* _Exercise goal_: Please transcribe the data that follows exactly, from its first line through the line that contains "Give the segmentation of every instance of the keychain.".

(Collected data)

Start of Block

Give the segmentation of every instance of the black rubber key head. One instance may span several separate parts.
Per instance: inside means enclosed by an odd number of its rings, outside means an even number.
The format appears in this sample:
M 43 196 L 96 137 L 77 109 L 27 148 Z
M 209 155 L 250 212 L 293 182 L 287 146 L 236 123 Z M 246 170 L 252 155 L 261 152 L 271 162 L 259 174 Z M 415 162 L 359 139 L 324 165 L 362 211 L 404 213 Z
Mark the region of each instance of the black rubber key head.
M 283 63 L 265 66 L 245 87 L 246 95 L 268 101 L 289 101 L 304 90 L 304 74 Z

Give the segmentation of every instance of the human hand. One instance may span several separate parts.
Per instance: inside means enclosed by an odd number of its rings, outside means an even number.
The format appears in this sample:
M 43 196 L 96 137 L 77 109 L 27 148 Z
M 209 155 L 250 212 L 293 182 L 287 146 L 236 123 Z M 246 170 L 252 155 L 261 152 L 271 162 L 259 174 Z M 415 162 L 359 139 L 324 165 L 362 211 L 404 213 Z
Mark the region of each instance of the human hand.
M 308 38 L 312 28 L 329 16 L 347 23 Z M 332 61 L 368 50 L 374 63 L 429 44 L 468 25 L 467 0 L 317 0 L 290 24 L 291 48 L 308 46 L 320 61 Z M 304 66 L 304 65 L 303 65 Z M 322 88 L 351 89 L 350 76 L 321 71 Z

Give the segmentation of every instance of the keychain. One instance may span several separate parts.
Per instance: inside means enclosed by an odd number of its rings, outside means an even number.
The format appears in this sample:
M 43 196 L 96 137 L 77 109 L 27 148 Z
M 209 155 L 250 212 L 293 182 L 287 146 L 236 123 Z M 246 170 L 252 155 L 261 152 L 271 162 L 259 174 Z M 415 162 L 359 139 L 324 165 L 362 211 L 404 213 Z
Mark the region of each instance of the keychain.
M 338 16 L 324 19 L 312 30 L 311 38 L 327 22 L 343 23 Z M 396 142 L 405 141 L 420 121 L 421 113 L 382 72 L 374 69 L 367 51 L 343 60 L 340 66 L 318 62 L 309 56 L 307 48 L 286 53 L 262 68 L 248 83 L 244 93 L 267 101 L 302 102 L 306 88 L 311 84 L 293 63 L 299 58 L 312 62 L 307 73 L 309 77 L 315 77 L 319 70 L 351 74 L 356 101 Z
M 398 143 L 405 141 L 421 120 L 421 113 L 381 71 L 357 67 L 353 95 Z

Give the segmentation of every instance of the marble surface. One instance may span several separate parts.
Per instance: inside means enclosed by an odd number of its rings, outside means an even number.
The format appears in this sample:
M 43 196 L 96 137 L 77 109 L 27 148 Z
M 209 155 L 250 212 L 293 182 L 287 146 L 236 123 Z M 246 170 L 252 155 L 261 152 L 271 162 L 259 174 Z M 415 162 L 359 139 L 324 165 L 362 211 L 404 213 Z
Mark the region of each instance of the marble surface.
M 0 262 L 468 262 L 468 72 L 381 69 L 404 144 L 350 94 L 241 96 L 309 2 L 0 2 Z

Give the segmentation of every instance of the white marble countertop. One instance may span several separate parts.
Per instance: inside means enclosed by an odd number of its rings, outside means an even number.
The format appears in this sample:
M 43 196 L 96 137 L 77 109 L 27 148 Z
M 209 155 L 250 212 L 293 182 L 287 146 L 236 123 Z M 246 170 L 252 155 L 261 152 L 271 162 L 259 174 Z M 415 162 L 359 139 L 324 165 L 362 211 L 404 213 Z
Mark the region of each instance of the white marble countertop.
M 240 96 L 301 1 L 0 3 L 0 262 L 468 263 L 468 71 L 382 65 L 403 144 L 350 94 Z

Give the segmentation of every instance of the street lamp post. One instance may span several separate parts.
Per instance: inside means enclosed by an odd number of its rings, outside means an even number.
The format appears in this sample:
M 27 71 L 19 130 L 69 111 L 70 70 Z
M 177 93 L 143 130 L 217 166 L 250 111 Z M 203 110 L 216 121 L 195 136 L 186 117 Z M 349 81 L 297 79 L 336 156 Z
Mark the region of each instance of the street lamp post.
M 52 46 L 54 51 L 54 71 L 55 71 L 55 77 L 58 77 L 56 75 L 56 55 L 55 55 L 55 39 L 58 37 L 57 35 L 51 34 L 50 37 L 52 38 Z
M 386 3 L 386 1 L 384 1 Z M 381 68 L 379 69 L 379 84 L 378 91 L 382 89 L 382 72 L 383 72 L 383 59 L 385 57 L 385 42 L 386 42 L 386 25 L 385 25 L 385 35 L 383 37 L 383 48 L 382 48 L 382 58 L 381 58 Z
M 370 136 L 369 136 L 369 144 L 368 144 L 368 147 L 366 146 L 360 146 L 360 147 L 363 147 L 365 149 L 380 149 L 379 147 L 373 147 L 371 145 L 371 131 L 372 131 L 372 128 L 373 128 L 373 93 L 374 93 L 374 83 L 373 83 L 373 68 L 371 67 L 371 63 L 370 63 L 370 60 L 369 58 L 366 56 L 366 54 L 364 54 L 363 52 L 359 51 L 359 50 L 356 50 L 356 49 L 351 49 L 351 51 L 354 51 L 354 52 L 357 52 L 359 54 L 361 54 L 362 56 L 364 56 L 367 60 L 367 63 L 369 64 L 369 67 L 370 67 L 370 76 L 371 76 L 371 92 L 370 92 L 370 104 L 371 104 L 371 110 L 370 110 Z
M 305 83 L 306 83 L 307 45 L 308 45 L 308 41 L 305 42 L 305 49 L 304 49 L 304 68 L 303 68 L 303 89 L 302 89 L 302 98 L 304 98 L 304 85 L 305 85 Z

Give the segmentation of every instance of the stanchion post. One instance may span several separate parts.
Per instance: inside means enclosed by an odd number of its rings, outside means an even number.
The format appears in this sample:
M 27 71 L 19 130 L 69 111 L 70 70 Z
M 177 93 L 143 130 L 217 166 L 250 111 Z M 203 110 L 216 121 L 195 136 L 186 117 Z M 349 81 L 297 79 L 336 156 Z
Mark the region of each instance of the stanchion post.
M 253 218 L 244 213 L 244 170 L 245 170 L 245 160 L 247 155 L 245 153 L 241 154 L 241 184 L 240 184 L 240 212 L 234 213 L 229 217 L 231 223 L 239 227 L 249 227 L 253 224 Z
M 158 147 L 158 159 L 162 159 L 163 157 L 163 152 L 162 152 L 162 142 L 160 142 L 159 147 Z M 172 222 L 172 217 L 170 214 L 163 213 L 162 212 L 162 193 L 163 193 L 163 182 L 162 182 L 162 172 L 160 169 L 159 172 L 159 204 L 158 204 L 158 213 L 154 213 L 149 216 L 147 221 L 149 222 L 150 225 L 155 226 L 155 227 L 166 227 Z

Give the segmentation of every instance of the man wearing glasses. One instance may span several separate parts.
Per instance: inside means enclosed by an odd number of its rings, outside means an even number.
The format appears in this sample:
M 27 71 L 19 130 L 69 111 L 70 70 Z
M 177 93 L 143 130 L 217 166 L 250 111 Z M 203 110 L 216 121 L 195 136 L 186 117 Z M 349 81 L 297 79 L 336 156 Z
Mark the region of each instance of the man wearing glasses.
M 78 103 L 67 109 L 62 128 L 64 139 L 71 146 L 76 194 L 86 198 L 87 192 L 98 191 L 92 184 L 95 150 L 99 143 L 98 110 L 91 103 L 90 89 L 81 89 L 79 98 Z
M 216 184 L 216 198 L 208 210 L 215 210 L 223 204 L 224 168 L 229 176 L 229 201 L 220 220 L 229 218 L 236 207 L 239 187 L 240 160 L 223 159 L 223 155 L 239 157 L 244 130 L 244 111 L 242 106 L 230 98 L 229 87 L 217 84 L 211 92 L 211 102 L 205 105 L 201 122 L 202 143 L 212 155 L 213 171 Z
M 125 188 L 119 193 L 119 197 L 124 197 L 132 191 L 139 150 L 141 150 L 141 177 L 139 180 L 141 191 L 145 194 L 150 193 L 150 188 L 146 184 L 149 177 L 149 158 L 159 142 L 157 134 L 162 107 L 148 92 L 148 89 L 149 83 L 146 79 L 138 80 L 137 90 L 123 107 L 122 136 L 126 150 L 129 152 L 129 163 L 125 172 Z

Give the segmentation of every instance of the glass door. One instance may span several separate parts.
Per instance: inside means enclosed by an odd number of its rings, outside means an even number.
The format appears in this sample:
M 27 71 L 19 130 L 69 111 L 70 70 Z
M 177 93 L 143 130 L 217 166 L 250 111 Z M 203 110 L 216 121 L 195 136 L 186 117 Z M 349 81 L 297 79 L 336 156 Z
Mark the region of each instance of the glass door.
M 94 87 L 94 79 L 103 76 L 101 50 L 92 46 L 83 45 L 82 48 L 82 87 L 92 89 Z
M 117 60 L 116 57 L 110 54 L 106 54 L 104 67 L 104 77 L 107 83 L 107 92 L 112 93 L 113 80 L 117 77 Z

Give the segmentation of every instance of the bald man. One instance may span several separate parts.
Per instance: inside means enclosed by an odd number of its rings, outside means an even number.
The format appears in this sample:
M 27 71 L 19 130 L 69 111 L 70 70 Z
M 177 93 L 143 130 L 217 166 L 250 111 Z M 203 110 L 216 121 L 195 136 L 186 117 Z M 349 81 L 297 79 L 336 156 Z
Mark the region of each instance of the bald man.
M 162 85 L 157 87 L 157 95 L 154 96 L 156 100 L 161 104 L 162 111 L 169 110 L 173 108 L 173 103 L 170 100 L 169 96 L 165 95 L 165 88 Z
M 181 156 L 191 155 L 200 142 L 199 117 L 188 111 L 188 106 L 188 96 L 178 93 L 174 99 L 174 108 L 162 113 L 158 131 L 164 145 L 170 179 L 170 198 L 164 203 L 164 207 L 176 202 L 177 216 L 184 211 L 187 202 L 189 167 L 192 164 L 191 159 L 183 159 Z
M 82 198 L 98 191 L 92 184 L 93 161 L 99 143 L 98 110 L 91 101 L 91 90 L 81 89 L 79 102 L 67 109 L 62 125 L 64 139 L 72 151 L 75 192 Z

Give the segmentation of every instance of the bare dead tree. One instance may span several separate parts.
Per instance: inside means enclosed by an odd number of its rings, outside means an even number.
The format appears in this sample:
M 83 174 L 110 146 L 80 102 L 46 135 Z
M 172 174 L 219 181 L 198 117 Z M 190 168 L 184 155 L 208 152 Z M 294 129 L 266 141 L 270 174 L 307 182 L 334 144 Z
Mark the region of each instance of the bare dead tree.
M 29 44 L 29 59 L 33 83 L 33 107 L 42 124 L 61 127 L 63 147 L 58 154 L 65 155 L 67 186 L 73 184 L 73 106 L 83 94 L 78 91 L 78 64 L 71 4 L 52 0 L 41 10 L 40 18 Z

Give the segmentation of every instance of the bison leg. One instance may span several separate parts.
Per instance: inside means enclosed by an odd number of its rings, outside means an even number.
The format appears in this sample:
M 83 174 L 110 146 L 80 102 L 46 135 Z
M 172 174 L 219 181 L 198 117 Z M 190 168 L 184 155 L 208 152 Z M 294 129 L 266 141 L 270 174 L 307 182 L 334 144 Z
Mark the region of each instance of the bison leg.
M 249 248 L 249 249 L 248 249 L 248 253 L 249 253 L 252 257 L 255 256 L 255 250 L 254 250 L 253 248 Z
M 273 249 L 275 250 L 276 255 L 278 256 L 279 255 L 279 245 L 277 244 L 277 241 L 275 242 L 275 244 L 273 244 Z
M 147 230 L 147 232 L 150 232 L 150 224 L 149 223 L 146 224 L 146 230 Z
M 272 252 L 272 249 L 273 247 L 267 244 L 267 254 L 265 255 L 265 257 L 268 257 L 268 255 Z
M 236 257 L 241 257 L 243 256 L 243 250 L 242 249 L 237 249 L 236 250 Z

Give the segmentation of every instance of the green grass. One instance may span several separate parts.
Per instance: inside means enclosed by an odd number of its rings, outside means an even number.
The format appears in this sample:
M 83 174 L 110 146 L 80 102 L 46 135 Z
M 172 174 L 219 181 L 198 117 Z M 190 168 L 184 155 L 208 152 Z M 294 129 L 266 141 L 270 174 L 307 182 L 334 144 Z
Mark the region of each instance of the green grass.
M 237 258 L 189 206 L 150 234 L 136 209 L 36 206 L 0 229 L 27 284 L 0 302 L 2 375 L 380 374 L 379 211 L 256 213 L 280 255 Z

End of Block

* _Output for this task_:
Give the segmentation of every instance of the black rubber key head. One instance may span several separate parts.
Per instance: inside means enclosed by an odd number of its rings, outside means an even number.
The format appears in this sample:
M 43 196 L 96 137 L 77 109 L 27 148 Z
M 209 155 L 250 212 L 293 182 L 287 146 L 236 123 Z M 246 170 L 252 155 L 261 152 L 271 162 L 259 174 Z M 415 162 L 359 139 L 324 165 L 362 211 L 404 213 Z
Mark the region of each instance of the black rubber key head.
M 283 63 L 265 66 L 245 87 L 246 95 L 268 101 L 289 101 L 304 90 L 304 74 Z

Give the segmentation of every instance of the human hand. One instance may span several separate parts.
Per instance: inside means enclosed by an odd number of its rings, outside means an even number.
The format appears in this sample:
M 43 196 L 96 137 L 77 109 L 27 148 Z
M 209 155 L 250 212 L 293 182 L 287 146 L 236 123 Z M 246 170 L 252 155 L 261 152 L 271 162 L 259 174 Z M 415 162 L 359 139 L 324 165 L 362 211 L 404 213 Z
Mark the region of each instance of the human hand.
M 308 38 L 312 28 L 329 16 L 347 23 Z M 332 61 L 368 50 L 374 63 L 429 44 L 468 25 L 467 0 L 317 0 L 290 24 L 291 48 L 308 46 L 320 61 Z M 304 66 L 304 65 L 303 65 Z M 322 88 L 351 89 L 350 76 L 321 71 Z

Give the segmentation of every instance of the keychain. One instance may span several separate parts.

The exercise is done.